__Task item 1__.
Duplicate part of the passage on Denmark's energy islands: begin at the words "It’s an ambitious" and stop after "help with that.".
__Task item 2__.
Answer these questions using the passage on Denmark's energy islands:
(a) In what year did the country build the world's first offshore windfarm?
(b) What is the stated cost of the development?
(c) According to the International Energy Agency, how much lower than 2019 will this year's number of renewable energy installations be?

__Selected excerpt__.
The two islands — one an artificial structure and the other the existing island of Bornholm in the Baltic — will initially be populated with wind turbines adding 4GW to the country’s renewable power capacity by 2030. If built out to their full capacity, the €37 billion development could produce as much as 12GW, which could also be used to produce hydrogen.

It’s an ambitious project for the Scandinavian country, but one that’s in keeping with its general attitude towards renewable energy and the climate. It built the world’s first offshore windfarm in 1991, and is home to some of the world’s biggest wind power companies. On Wednesday, the government unveiled a new climate package that aims to cut the country’s emissions by 70 percent within a decade – this development will certainly help with that.

Speaking to the Financial Times, Denmark’s climate minister Dan Jorgenson said that even as the world feels the impact of coronavirus, the country remains committed to tackling climate change. “Even though we are in the middle of an unprecedented health crisis, that doesn’t mean that the climate change problem is smaller. We are also in a climate crisis,” he said. “It shows us that we are all in the hands of nature, at the bottom line.”

Mr Jorgenson also said that the project — which still needs parliamentary approval — will be financed through public-private partnerships, with private investors providing the majority of the backing. The ambitious development will come as welcome news to the renewables sector, which — while growing steadily — has been hit with global construction delays due to the coronavirus. According to the International Energy Agency, the number of renewable energy installations taking place this year will be a third lower than 2019, representing the biggest drop since 1996.

__Data under study__.
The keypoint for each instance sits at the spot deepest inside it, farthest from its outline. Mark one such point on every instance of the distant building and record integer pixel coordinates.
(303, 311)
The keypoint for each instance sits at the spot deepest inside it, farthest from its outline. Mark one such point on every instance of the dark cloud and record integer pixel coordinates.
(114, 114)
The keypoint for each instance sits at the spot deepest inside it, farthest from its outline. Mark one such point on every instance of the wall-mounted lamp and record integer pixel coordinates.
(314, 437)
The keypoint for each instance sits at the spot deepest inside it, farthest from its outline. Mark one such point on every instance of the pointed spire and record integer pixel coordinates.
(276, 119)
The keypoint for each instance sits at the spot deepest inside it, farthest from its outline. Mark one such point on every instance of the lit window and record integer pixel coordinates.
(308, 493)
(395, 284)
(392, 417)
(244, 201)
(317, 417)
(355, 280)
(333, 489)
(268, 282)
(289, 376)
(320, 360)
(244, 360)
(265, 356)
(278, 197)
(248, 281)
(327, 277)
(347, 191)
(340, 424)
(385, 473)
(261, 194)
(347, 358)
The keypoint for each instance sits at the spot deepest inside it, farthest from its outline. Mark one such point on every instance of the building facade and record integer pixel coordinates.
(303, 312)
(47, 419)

__Exercise answer 1__.
It’s an ambitious project for the Scandinavian country, but one that’s in keeping with its general attitude towards renewable energy and the climate. It built the world’s first offshore windfarm in 1991, and is home to some of the world’s biggest wind power companies. On Wednesday, the government unveiled a new climate package that aims to cut the country’s emissions by 70 percent within a decade – this development will certainly help with that.

__Exercise answer 2__.
(a) 1991
(b) €37 billion
(c) A third lower